___ EXCERPTED PASSAGE
Supply Bill

02 Jun 2004 archivespeech
A speech in relation to the Supply Bill which, is to ensure that some $1.5 billion of funds are provided for Public Service purposes.

The Hon. J.M.A. LENSINK: I rise to speak on the Supply Bill which, I understand, is to ensure that some $1.5 billion of funds are provided for Public Service purposes, and I would like to comment broadly on the actions of the government in the past 12 months in relation to a number of portfolio areas. While it is not always common that we agree with what the media says, I think that an article in The Advertiser of 14 February which was entitled `The too hard basket is filling up fast' highlighted the actions of this government. As members in this chamber and the other place have highlighted over the past two years, we have seen a large number of reviews and summits and not much action, except in areas where the media gets the attention of particular issues.
______
COMPLETE THE FOLLOWING:
(A) Give again the part of the Supply Bill speech between "02 Jun 2004" and "Public Service purposes.", inclusive.
(B) In the Supply Bill speech, what does the speaker say the government has done over the past two years to support the view that The Advertiser article highlighted its actions?
___ RECORDED DATA
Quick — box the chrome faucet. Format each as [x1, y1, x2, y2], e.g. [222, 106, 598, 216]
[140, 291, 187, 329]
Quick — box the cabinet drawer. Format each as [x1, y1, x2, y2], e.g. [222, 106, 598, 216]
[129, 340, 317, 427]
______
TASK-BY-TASK SOLUTIONS:
(A)
02 Jun 2004 archivespeech
A speech in relation to the Supply Bill which, is to ensure that some $1.5 billion of funds are provided for Public Service purposes.

(B) The speaker says that members in both chambers have pointed out that over the past two years the government has held many reviews and summits but taken little action. The exception is areas where the media draws attention to particular issues.